(Records supplied begins)
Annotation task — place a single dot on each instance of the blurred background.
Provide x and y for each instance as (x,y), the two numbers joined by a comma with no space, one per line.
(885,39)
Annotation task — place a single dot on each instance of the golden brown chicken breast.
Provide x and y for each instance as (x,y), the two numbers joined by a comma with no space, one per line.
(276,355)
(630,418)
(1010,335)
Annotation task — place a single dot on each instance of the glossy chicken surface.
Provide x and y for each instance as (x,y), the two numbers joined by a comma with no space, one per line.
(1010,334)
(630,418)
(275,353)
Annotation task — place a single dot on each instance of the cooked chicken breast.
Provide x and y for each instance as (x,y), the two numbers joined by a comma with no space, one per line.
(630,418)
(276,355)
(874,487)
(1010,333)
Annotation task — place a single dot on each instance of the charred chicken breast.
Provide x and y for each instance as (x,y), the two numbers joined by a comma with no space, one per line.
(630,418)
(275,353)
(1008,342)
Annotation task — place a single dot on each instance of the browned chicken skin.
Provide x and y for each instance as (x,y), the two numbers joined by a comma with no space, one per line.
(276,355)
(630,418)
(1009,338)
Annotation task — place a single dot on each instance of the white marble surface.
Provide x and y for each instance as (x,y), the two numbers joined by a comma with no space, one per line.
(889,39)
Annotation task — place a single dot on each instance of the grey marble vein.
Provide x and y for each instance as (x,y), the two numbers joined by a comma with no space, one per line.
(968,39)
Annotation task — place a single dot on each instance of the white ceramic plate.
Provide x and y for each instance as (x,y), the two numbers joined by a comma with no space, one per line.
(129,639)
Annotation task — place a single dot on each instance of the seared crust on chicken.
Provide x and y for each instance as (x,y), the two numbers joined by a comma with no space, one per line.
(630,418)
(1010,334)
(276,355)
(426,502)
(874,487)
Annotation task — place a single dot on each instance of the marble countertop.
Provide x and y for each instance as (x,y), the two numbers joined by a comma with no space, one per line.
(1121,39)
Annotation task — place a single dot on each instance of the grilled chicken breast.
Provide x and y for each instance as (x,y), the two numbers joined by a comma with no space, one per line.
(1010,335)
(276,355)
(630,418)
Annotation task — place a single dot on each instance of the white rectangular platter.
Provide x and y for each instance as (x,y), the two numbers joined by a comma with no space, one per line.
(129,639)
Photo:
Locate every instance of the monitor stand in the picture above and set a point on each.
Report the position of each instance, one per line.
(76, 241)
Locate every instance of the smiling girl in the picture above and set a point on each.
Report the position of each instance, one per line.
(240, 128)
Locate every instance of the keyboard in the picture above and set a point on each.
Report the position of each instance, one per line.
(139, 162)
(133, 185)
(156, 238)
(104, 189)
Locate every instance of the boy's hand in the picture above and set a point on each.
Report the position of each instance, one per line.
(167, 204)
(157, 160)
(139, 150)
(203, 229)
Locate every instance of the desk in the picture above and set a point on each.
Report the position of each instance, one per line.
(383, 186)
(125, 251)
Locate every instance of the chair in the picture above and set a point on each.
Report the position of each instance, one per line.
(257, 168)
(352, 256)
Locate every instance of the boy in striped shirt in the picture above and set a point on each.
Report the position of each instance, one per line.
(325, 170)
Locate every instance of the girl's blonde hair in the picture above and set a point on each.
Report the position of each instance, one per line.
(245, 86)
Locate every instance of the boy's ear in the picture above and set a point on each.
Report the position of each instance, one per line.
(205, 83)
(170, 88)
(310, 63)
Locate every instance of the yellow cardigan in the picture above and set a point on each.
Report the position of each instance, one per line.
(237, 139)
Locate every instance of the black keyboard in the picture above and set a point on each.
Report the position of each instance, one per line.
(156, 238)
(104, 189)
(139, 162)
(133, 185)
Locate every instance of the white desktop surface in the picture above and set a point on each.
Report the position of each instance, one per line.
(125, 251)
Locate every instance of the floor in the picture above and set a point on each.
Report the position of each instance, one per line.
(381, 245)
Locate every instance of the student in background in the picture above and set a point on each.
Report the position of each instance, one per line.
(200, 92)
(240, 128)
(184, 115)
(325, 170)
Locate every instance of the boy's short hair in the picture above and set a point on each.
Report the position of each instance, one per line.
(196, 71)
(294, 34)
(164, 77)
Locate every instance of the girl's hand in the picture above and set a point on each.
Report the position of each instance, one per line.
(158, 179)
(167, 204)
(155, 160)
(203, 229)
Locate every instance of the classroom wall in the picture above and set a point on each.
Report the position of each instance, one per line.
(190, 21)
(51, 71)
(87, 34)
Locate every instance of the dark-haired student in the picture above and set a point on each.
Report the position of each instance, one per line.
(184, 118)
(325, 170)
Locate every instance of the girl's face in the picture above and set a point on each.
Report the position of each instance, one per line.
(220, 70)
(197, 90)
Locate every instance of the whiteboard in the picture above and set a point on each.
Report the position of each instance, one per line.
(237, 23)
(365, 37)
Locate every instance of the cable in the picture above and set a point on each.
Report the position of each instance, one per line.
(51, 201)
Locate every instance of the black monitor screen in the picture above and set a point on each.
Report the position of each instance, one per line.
(Records supplied ends)
• [Exercise] Please write out the records from above, keeping every line exact.

• [Exercise output]
Annotation task — place a single dot on each instance of the blurred background.
Provide x and y for each instance as (x,y), the two numbers joined by a comma with no space, one per line.
(885,39)
Annotation task — place a single dot on each instance of the golden brown chicken breast.
Provide x and y for each instance as (x,y), the two numbers joined by a comma with no space, one per line.
(276,355)
(630,418)
(1010,335)
Annotation task — place a single dot on each instance of the glossy chicken surface.
Provide x and y for each instance as (x,y), the two numbers joined by a comma with no space, one per line.
(1010,334)
(630,418)
(275,353)
Annotation task — place a single dot on each instance of the cooked chicken breast.
Provide x and y for each instance as (x,y), the two numbers joined by a comma with no space, one per line.
(630,418)
(276,355)
(874,487)
(1010,333)
Annotation task — place a single dot on each instance of the charred chicken breast.
Provide x and y for each instance as (x,y), the two numbers joined by a comma with no space, one per line.
(630,418)
(275,353)
(1008,342)
Annotation task — place a single dot on each instance of the browned chicken skin.
Provide x and y for each instance as (x,y), the two numbers joined by a comma with no space, one per line.
(276,355)
(630,418)
(1009,338)
Annotation task — place a single dot on each instance of the white marble surface.
Provide x and y for each instance as (x,y), the two numbers joined by a comma with no space, one per line.
(889,39)
Annotation task — place a single dot on each instance of the grey marble vein.
Provide x and y for each instance as (x,y), the two numbers joined by a comma with no space, one per line.
(968,39)
Annotation task — place a single dot on each instance of the white ceramic plate.
Provide x and y for each instance as (x,y), the two numbers joined by a comma with no space, one per line.
(129,639)
Annotation task — place a single dot on each instance of the seared crust on chicken.
Provide x and y for each instance as (x,y), the two numbers joined by a comma with no space, one per line.
(630,418)
(1010,334)
(276,355)
(426,502)
(874,487)
Annotation task — place a single dot on each instance of the marble countertop.
Provide x and y for each instance as (x,y), the two numbers joined by a comma with no space, one per line.
(1121,39)
Annotation task — place a single dot on each instance of the grilled chicken breast.
Provide x and y for each instance as (x,y), the two numbers joined by a comma with no space, one per line.
(1010,335)
(276,355)
(630,418)
Annotation task — place a single dot on each instance of the white rectangular platter.
Provide x and y for each instance as (x,y), the two numbers joined by a comma with no space, one per line.
(129,639)
Photo:
Locate every instance of the monitor stand in the picture above and set a point on each.
Report the position of each instance, one per line.
(76, 241)
Locate every instance of the smiling girl in the picture above and set a point on each.
Report the position of each instance, one per line.
(240, 128)
Locate every instance of the keyboard in the picture above and set a point on each.
Report the position of each instance, one per line.
(139, 162)
(133, 185)
(156, 238)
(104, 189)
Locate every instance of the boy's hand in the picture above and set a point on each.
Report the position of each instance, one per line.
(167, 204)
(157, 160)
(139, 150)
(203, 229)
Locate every instance of the desk in the picture above and set a point on each.
Report the position of each instance, one per line.
(383, 186)
(125, 251)
Locate every instance of the chair in the picture above and set a point on each.
Report the position of each instance, one per line.
(257, 168)
(352, 256)
Locate every instance of the boy in striped shirt in the picture above and set a point on each.
Report the position of each instance, one per line.
(325, 170)
Locate every instance of the girl's blonde hair in the picture above and set a point on each.
Report the position of each instance, one per line.
(245, 86)
Locate every instance of the boy's ear in the picture above and set a point on each.
Report the position of each instance, one per line.
(205, 83)
(170, 88)
(310, 63)
Locate every instance of the yellow cardigan in the picture above and set a point on each.
Report the position of each instance, one per line.
(237, 139)
Locate every instance of the black keyboard in the picture above and set a point on each.
Report the position of each instance, one per line.
(156, 238)
(104, 189)
(139, 162)
(133, 185)
Locate every instance of the white desktop surface in the picture above and set a point on each.
Report the position of each instance, one per line.
(125, 251)
Locate every instance of the floor in the picture above and set a point on each.
Report the position of each instance, one per line.
(381, 245)
Locate every instance of the student in background in the picture above and set a point on each.
Report the position of each instance, one per line.
(200, 92)
(240, 128)
(184, 115)
(325, 170)
Locate every instance of the boy's short hair in the picture above and set a point on each.
Report the position of each instance, one per line.
(196, 71)
(294, 34)
(164, 77)
Locate every instance of the girl's hand in the picture above and set a point on each.
Report the position of each instance, one per line.
(158, 179)
(167, 204)
(155, 160)
(203, 229)
Locate every instance of the classroom wall in the picture above and set a point on each.
Report the position of each instance, one per line.
(190, 21)
(51, 71)
(87, 34)
Locate every instance of the dark-haired student in the picture above and set a point on each.
Report the position of each instance, one per line.
(184, 118)
(325, 170)
Locate every instance of the girl's face in the picture above and set a point on each.
Report the position of each instance, one per line.
(220, 70)
(197, 90)
Locate every instance of the whiteboard in the picture above and set a point on each.
Report the position of each instance, one per line.
(237, 23)
(365, 37)
Locate every instance of the cable in the picture above and set a point on each.
Report the position of each instance, one per line.
(51, 201)
Locate every instance of the black monitor screen in the picture above and set a point on each.
Report the position of each instance, one per line.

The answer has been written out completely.